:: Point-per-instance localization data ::
== Segment start ==

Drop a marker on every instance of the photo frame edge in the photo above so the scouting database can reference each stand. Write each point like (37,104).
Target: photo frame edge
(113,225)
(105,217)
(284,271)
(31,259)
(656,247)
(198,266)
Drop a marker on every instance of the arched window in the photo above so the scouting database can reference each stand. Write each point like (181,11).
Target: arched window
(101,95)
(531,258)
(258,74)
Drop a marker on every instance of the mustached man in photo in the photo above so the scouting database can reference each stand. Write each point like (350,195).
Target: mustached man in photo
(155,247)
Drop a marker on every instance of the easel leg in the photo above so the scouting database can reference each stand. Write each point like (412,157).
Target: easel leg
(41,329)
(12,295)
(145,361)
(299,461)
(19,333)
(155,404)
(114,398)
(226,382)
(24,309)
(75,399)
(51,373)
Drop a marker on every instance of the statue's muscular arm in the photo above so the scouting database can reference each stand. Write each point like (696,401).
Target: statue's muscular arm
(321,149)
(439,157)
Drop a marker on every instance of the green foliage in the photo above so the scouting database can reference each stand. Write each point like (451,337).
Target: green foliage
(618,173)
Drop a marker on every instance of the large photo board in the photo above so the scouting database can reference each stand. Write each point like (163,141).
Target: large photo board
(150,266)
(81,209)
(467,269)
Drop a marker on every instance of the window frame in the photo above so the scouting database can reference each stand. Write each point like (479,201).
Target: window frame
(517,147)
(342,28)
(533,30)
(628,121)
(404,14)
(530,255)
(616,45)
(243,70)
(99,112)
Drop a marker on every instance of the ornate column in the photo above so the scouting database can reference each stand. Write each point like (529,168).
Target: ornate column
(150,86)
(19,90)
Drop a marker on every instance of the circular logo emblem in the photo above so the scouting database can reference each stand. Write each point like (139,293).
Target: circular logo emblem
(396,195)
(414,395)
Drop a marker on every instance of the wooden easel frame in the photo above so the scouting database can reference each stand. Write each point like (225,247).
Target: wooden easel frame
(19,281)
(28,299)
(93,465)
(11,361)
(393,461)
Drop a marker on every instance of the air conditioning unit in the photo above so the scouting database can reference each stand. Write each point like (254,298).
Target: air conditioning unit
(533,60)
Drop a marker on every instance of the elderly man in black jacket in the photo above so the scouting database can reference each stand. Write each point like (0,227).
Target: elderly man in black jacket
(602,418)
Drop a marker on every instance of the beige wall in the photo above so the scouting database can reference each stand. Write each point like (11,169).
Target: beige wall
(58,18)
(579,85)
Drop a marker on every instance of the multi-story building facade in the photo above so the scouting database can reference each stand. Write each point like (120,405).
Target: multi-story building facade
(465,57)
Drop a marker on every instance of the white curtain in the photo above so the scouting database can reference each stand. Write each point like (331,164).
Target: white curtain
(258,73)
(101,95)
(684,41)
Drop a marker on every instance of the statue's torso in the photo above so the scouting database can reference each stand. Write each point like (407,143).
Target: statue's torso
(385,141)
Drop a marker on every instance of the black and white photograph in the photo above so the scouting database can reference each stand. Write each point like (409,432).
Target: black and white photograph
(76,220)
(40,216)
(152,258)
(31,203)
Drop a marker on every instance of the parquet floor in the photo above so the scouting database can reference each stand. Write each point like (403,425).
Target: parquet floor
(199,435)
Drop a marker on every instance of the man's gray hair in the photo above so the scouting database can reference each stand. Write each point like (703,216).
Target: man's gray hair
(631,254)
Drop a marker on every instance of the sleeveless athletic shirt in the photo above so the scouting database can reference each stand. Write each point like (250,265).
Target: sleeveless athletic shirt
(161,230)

== Segment end ==
== Segment start ==

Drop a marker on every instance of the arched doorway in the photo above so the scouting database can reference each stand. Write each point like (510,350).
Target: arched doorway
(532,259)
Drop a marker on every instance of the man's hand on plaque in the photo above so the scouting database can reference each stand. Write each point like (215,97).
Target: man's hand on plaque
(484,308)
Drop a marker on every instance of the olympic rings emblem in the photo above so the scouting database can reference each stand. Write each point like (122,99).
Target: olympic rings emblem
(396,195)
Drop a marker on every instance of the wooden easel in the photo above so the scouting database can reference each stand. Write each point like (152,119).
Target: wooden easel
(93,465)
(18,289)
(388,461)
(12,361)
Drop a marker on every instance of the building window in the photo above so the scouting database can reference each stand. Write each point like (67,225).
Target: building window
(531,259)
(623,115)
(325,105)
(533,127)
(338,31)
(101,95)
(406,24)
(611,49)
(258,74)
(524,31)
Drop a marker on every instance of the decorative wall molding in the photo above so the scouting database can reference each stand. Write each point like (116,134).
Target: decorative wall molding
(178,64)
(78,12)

== Segment end ==

:: What you will do ::
Among the records above, only the lines between the line holding "Target: beige wall" and the line holding "Drop a marker on every instance of the black", inclusive, are to be output, exactly as written.

:: Exercise output ::
Target: beige wall
(58,18)
(579,85)
Drop a marker on every instance of the multi-story building facade in the photo above so the scouting database can reference each stand. Write each point like (120,405).
Target: multi-story building facade
(465,57)
Drop a marker on every instance of the white curtain in the photo above so the scouting database can reference each stand. Write each point like (331,164).
Target: white curtain
(258,73)
(101,95)
(684,41)
Drop a marker on every instance of the statue's torso in the photo above so the scouting database can reference each stand. Write each point like (407,143).
Target: statue's torso
(385,141)
Drop a marker on every instance of the black and white photograph in the photo above so the scouting database can reference each stand. Write each point like (409,432).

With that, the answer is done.